What you have to do: Write each line out exactly, leaving none out.

Object point labels
------------------------------------
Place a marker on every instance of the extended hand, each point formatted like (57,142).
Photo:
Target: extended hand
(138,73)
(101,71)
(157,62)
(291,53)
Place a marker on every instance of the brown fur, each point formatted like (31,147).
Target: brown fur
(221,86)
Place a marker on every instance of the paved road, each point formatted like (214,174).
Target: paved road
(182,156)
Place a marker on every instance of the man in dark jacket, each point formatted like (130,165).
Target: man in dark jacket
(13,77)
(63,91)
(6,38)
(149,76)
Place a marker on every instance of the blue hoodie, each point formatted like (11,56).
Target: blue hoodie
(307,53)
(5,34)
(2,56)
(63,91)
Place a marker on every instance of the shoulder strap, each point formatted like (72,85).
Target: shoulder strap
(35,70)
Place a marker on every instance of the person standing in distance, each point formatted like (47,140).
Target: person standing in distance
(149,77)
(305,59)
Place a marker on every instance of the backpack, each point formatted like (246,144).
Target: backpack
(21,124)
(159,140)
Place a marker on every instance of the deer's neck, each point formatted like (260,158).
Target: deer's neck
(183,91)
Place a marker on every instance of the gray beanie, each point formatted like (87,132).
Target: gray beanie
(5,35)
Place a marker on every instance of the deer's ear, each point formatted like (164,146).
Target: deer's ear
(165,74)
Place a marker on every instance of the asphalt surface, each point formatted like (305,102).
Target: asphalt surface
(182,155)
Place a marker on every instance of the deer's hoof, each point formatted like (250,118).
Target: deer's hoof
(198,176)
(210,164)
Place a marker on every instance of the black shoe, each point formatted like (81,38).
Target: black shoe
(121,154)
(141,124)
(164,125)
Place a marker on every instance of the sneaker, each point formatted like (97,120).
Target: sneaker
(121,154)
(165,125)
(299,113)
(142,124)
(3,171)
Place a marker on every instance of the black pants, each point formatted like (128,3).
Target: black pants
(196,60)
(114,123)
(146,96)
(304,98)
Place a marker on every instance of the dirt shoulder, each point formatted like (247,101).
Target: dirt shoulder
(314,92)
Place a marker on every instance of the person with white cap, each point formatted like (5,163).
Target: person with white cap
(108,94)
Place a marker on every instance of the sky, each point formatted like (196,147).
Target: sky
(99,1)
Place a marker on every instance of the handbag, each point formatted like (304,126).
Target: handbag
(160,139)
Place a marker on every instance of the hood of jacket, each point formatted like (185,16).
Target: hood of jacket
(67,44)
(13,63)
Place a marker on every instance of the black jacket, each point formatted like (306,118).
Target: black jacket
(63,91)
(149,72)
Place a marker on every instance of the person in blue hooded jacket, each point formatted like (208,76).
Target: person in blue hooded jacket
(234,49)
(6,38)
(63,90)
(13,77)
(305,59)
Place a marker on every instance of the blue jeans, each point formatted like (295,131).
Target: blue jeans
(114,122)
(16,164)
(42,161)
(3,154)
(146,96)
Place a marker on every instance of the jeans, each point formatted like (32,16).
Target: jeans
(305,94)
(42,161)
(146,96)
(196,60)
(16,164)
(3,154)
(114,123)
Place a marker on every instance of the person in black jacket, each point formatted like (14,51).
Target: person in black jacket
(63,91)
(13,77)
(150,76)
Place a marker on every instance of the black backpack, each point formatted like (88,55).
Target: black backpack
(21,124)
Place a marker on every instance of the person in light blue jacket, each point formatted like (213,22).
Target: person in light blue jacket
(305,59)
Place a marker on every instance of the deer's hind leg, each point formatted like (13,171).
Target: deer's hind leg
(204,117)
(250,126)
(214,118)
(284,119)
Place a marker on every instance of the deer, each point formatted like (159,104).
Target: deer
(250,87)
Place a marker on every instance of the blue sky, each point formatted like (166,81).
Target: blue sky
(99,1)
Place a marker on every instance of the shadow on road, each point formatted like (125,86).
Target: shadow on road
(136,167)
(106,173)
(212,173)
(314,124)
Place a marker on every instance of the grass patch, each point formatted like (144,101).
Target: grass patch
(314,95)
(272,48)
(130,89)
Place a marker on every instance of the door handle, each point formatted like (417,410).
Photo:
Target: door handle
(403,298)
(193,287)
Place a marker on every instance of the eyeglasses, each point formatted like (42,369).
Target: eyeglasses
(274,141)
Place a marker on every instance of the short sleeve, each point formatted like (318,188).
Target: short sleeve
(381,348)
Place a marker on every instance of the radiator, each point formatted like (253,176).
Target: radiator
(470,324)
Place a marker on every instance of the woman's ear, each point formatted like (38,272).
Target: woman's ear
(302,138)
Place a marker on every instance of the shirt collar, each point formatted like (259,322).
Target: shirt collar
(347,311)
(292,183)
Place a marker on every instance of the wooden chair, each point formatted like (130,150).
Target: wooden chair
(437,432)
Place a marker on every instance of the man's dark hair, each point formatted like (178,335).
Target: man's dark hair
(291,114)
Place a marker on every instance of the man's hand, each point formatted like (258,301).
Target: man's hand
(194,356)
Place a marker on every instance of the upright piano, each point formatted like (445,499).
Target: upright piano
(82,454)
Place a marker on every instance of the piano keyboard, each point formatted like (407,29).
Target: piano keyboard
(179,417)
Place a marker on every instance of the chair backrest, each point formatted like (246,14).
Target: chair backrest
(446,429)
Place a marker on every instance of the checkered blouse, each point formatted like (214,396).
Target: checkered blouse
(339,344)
------------------------------------
Answer to this problem:
Place a marker on every instance of the extended hand, each point formatted like (57,142).
Photo:
Target: extended hand
(138,73)
(101,71)
(157,62)
(291,53)
Place a marker on every instance of the brown fur, each point formatted like (31,147).
Target: brown fur
(221,86)
Place a marker on every instance of the paved road, each point formatted like (214,174).
Target: paved road
(182,156)
Place a marker on every instance of the man in dark jacket, each point formatted like (130,165).
Target: man in dark jacket
(13,77)
(63,91)
(6,38)
(149,76)
Place a marker on every instance of the blue hoodie, each point formatted like (11,56).
Target: blue hoodie
(307,53)
(5,34)
(2,56)
(63,91)
Place a marker on every instance of the shoulder strap, each point formatted like (72,85).
Target: shoulder strap
(35,70)
Place a marker on every instance of the person standing in distance, each point formatted like (47,140).
Target: person standing in distance
(149,77)
(305,59)
Place a marker on every instance of the backpack, each point formatted like (246,144).
Target: backpack
(21,124)
(159,140)
Place a marker on every instance of the deer's neck, each point formatted like (260,158).
Target: deer's neck
(183,91)
Place a marker on every instance of the gray beanie, each point formatted like (87,132).
Target: gray beanie
(5,35)
Place a marker on every instance of the deer's ear, each point formatted like (164,146).
Target: deer's ear
(165,74)
Place a marker on every instance of the asphalt surface, each point formatted like (305,102).
Target: asphalt surface
(182,155)
Place a marker on every instance of the deer's hoof, each point formatted like (250,118).
Target: deer's hoof
(198,176)
(210,164)
Place a marker on every instance of the black shoe, each point formatted like (81,38).
Target: black shoe
(121,154)
(141,124)
(164,125)
Place a marker on every instance of the sneaker, each point formatted like (97,120).
Target: sneaker
(121,154)
(165,125)
(299,113)
(142,124)
(3,171)
Place a marker on every instance of the black pants, each point formatted like (128,3).
Target: black pants
(196,60)
(114,123)
(146,96)
(304,98)
Place a marker on every instance of the dirt shoulder, each point formatted like (247,101).
Target: dirt shoulder
(314,92)
Place a marker on every instance of the person with white cap, each point formatted like (5,163).
Target: person with white cap
(108,94)
Place a marker on every instance of the sky, each point formatted like (196,147).
Target: sky
(99,1)
Place a marker on every instance of the handbag, each point formatted like (304,126).
Target: handbag
(160,139)
Place a marker on every instance of the hood of jacket, each point formatted like (185,16).
Target: hood of jacket
(67,44)
(13,63)
Place a marker on every instance of the black jacket, each point formatted like (306,118).
Target: black jacket
(63,91)
(149,72)
Place a marker on every instance of the person in blue hooded jacket, each point formatted like (208,76).
Target: person in blue hooded jacket
(234,49)
(6,38)
(63,90)
(13,77)
(305,59)
Place a marker on every instance of the blue jeans, each point formatted like (295,131).
Target: blue jeans
(114,122)
(16,164)
(42,161)
(3,154)
(146,96)
Place a marker on every instance of the jeans, each point formatted like (32,16).
Target: jeans
(305,94)
(42,161)
(146,96)
(196,60)
(16,164)
(3,154)
(114,123)
Place a marker on every instance of the person in black jacket, each point formatted like (14,51).
Target: person in black jacket
(63,91)
(13,77)
(150,76)
Place a marker on every instance of the black backpack, each point formatted like (88,55).
Target: black backpack
(21,124)
Place a marker on every instance of the person in light blue jacket, each point formatted like (213,22).
Target: person in light blue jacket
(305,59)
Place a marker on every instance of the deer's hind leg, each point formatted like (13,171).
Target: deer's hind leg
(204,117)
(250,126)
(214,118)
(284,119)
Place a marker on every instance of the deer, each point formatted like (159,104).
Target: deer
(250,87)
Place a marker on every instance of the blue sky, each point formatted like (166,81).
Target: blue sky
(99,1)
Place a marker on every instance of the shadow on road, each point formatted like (125,86).
Target: shadow on road
(136,167)
(106,173)
(212,173)
(314,124)
Place a marker on every instance of the grass patch, each point formatted like (144,101).
Target: grass patch
(314,95)
(272,48)
(130,89)
Place a marker on every instance of the door handle, each point formatted like (417,410).
Photo:
Target: door handle
(403,298)
(193,287)
Place a marker on every instance of the eyeglasses, each point formatted like (42,369).
Target: eyeglasses
(274,141)
Place a marker on every instance of the short sleeve, each point formatted like (318,188).
Target: short sleeve
(381,348)
Place a marker on every instance of the radiator, each point formatted like (253,176).
Target: radiator
(470,324)
Place a marker on every instance of the woman's ear, each point formatted like (38,272).
Target: woman's ear
(302,138)
Place a marker on every instance of the shirt collar, each point formatted like (259,322).
Target: shirt collar
(347,311)
(292,183)
Place a marker on every instance of the wooden chair, each point formatted like (130,150).
Target: wooden chair
(437,432)
Place a marker on every instance of the man's dark hair, each point formatted like (178,335).
Target: man's dark hair
(291,114)
Place a marker on every instance of the man's hand, each point formatted like (258,301).
Target: man's hand
(194,356)
Place a marker on every instance of the upright piano, each point formatted like (445,499).
Target: upright piano
(82,454)
Place a marker on every instance of the piano keyboard, each point formatted like (407,29).
Target: piano keyboard
(179,417)
Place a marker on every instance of the chair backrest, each point formatted like (246,14).
Target: chair backrest
(446,429)
Place a marker on every instance of the checkered blouse, each point formatted like (214,396).
Target: checkered blouse
(339,344)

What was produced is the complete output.